# REQUIRED ACTIONS
a – From the Chris Gabehart biography below, list each role he held at Joe Gibbs Racing.
b – According to the Chris Gabehart biography below, which championship did he win in 2007?
c – Resume the Chris Gabehart biography below with the sentence that would follow its last line.

Personal information
- Nationality: American
- Born: Christopher Allen Gabehart May 16, 1981 (age 45) Louisville, Kentucky, U.S.

Sport
- Country: United States
- Sport: NASCAR Cup Series
- Team: Spire Motorsports

= Chris Gabehart =

American NASCAR crew chief (born 1981)

Christopher Allen Gabehart (born May 16, 1981) is an American NASCAR director of competition and former stock car racing driver. He currently works for Spire Motorsports as their Chief Motorsports Officer. He formally worked for Joe Gibbs Racing from 2012 to 2025, first as an engineer, then a crew chief for Denny Hamlin's No. 11 NASCAR Cup Series car from 2019 to 2024, then as Director of Competition in 2025. Before becoming an engineer and crew chief, Gabehart was a driver himself and won the CRA Super Series championship in 2007 and won the All American 400 in 2008.

# RECORDED INFORMATION
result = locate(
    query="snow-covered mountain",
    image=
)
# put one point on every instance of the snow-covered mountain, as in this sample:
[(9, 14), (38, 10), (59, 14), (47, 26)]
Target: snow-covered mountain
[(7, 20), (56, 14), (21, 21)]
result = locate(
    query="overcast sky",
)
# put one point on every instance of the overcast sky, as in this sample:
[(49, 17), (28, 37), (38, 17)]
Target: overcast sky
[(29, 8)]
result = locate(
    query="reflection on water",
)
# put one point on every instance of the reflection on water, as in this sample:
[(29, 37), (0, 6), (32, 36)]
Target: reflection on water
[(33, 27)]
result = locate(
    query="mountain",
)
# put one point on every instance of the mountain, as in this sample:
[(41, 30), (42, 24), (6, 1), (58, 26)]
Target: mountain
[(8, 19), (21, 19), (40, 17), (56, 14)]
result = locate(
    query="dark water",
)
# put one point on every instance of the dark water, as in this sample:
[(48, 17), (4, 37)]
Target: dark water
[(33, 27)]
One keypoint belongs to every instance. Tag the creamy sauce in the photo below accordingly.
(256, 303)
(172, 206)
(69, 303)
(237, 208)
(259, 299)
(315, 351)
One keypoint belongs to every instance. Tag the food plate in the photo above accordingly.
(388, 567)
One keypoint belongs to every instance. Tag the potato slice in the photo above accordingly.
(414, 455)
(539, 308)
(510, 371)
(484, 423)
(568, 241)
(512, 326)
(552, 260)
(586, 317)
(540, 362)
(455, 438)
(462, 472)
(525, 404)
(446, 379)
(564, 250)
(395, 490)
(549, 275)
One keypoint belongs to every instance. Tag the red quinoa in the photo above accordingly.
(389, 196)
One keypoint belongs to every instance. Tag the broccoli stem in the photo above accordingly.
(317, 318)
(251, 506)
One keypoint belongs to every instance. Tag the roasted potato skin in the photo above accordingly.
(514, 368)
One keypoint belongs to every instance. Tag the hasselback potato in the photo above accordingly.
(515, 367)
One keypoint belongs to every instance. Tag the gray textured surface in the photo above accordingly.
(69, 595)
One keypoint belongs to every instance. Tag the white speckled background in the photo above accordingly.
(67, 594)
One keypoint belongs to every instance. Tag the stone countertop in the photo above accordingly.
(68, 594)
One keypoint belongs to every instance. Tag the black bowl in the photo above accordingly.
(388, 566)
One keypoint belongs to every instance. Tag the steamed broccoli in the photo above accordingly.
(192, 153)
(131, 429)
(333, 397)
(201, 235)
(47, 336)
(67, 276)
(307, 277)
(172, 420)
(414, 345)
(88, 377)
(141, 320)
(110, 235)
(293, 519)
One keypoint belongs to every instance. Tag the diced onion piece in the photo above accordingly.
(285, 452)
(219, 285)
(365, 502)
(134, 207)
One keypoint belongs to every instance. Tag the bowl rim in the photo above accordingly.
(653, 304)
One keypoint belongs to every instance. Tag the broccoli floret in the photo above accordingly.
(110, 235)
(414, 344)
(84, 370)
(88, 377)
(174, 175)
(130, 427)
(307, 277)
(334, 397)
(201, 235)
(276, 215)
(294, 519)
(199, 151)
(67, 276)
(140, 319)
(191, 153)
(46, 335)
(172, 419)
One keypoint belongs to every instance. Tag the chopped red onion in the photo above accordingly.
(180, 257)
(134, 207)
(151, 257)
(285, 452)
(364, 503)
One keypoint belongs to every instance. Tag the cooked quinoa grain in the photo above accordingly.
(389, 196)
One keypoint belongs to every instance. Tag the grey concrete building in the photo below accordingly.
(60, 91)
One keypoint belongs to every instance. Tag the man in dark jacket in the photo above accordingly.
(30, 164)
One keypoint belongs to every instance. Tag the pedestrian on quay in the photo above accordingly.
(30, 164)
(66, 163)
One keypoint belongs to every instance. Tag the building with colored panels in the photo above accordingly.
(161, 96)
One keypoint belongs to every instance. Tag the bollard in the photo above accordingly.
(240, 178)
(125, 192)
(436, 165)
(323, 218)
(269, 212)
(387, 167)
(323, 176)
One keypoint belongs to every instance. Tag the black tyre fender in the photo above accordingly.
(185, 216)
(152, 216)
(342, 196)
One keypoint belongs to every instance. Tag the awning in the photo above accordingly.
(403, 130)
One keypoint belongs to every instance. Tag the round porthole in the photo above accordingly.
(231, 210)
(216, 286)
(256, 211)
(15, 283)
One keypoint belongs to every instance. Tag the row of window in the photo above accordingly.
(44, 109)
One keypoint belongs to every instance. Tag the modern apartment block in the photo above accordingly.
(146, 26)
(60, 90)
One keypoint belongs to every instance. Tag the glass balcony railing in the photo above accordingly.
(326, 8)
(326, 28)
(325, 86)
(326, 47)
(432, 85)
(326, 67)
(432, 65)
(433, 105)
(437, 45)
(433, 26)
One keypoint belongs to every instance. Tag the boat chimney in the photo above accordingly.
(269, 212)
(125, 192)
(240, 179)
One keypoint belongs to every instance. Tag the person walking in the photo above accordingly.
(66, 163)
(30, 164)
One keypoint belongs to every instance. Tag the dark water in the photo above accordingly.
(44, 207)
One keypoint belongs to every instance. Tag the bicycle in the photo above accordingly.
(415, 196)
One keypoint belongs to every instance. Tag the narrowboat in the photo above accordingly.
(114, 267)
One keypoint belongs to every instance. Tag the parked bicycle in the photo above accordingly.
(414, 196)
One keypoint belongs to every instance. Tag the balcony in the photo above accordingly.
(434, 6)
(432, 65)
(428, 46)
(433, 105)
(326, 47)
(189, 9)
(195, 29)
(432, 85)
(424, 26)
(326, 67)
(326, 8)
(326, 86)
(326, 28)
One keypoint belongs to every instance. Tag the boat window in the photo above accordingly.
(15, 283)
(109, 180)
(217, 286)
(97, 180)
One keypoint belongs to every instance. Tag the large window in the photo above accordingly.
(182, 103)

# SOLVED TASKS
a –
- Engineer
- Crew chief for Denny Hamlin's No. 11 NASCAR Cup Series car
- Director of Competition

b – The CRA Super Series championship.

c –
==Career==
===Driving career===
Gabehart began his career in racing as a driver, starting to race go-karts at age ten in the World Karting Association. Quickly succeeding in that series, he picked up numerous national championships before competing in late model racing. He drove full-time in the ARCA/CRA Super Series in 2007 for his family team. He won the series championship, but quit driving after that season due to sponsorship and financial issues.

===Crew chiefing career===
Gabehart met Tom Busch, the father of NASCAR superstar Kyle Busch during his late model season in 2007, which led him to working as an engineer for Kyle Busch Motorsports' late model program and later in the Truck Series for the team. Then, Gabehart would move up to Joe Gibbs Racing in the Cup Series in 2012 as an engineer on Busch's No. 18 car.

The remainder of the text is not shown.